*WHAT IS BEING ASKED*.
Repeat the listing that comes next, leaving nothing out and changing nothing.

*INPUT RECORDS*.
○ ○ ○ ○
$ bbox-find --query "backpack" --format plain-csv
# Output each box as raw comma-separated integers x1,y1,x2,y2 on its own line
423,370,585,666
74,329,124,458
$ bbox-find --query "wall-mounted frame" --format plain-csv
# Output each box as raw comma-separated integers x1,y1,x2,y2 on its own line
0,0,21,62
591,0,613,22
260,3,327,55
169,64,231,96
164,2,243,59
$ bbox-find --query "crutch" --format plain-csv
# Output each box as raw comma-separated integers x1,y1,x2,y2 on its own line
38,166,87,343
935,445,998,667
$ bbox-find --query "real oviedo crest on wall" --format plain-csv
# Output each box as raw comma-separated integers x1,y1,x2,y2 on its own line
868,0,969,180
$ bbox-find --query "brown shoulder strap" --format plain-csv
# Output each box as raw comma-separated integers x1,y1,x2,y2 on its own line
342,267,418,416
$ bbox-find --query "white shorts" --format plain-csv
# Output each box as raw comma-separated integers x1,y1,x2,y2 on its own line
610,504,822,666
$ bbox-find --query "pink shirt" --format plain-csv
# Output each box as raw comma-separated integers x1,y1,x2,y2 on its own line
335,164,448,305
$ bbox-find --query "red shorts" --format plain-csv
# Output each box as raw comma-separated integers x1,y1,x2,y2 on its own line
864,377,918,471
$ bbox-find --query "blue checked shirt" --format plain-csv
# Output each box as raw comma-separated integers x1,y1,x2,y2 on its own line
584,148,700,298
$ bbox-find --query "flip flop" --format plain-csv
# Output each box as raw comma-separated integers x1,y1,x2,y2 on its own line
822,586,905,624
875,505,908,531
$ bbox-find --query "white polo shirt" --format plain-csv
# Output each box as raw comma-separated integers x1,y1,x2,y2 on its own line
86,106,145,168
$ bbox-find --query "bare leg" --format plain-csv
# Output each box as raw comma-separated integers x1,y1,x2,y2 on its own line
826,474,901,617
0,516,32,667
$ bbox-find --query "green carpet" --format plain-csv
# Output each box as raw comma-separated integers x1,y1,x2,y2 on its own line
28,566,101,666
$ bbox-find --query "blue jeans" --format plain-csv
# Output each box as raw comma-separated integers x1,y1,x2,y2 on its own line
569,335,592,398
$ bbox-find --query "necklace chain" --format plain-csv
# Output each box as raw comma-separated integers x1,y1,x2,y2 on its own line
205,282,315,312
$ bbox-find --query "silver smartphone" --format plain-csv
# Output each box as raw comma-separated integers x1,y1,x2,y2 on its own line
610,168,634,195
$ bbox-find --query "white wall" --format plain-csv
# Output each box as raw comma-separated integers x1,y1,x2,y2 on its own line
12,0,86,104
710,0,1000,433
○ ○ ○ ○
*SOLVED EXERCISE*.
$ bbox-find --query "backpack" --format plain-csv
# Output each box as raw comma-separated integers x1,y1,x2,y2 on its own line
423,370,585,666
74,329,124,458
$ bbox-find --query "wall-mounted frame" --format plain-csv
# Output each box as raw comma-separated integers x1,y1,x2,y2 on its own line
0,0,21,62
591,0,613,22
260,3,327,55
169,64,231,96
164,2,243,59
$ bbox-find --query "crutch" --format plain-csv
# Output each box as raw comma-separated integers x1,y1,x2,y2 on its own line
38,166,87,343
935,445,998,667
$ bbox-find --query "real oviedo crest on wall" --format plain-csv
# Output each box as raw comma-separated integers x1,y1,x2,y2 on its own line
868,0,969,180
$ bbox-find --query "brown shoulder strap" --format plain-csv
# Output each box as raw comma-separated integers x1,y1,x2,y2 on its own line
342,267,418,416
$ bbox-find --query "white shorts" --format plain-csv
# Output each box as raw comma-separated integers x1,y1,x2,y2 on its own line
610,504,822,666
$ bbox-find --query "pink shirt" --format plain-csv
# Output each box as raw comma-separated integers x1,y1,x2,y2 on its own line
335,164,448,305
$ bbox-find --query "red shorts" --format plain-csv
# Output each box as raw comma-separated integers x1,y1,x2,y2 on its own line
864,377,918,471
$ bbox-find --query "blue checked shirt" --format plain-csv
# Output each box as raw comma-separated integers x1,y1,x2,y2 on its own line
584,148,700,298
$ bbox-find --query "flip flop" --format plain-csv
# Output each box as raw comma-separated integers x1,y1,x2,y2 on its own line
822,586,905,624
875,505,908,531
$ bbox-find --query "white polo shirt" --format plain-csv
# Output each box as raw comma-separated integers x1,y1,x2,y2 on its own line
86,106,145,168
$ bbox-find --query "bare leg" --format plain-csv
# Output each box as raw comma-separated integers x1,y1,x2,y2 on its own line
826,474,901,617
0,516,32,667
$ bbox-find --query "green carpet" --format plain-csv
# Output each box as raw comma-separated integers x1,y1,x2,y2 on its own line
28,566,101,666
$ bbox-find --query "blue jeans" --format plain-csv
# Output each box as raw comma-separated integers x1,y1,x2,y2 on its own line
569,335,592,398
$ bbox-find --query "necklace chain" --format plain-csv
# Output each box as raw comma-separated integers x1,y1,x2,y2 on its own line
205,282,315,312
$ bbox-find --query "silver smartphone" --format plain-csv
# Output each box as raw comma-separated integers x1,y1,x2,y2 on its own line
610,168,634,195
$ bbox-find --query "white wall" --format plain-csv
# Output each box as raw comma-separated integers x1,y1,x2,y2 on its own line
12,0,86,104
710,0,1000,433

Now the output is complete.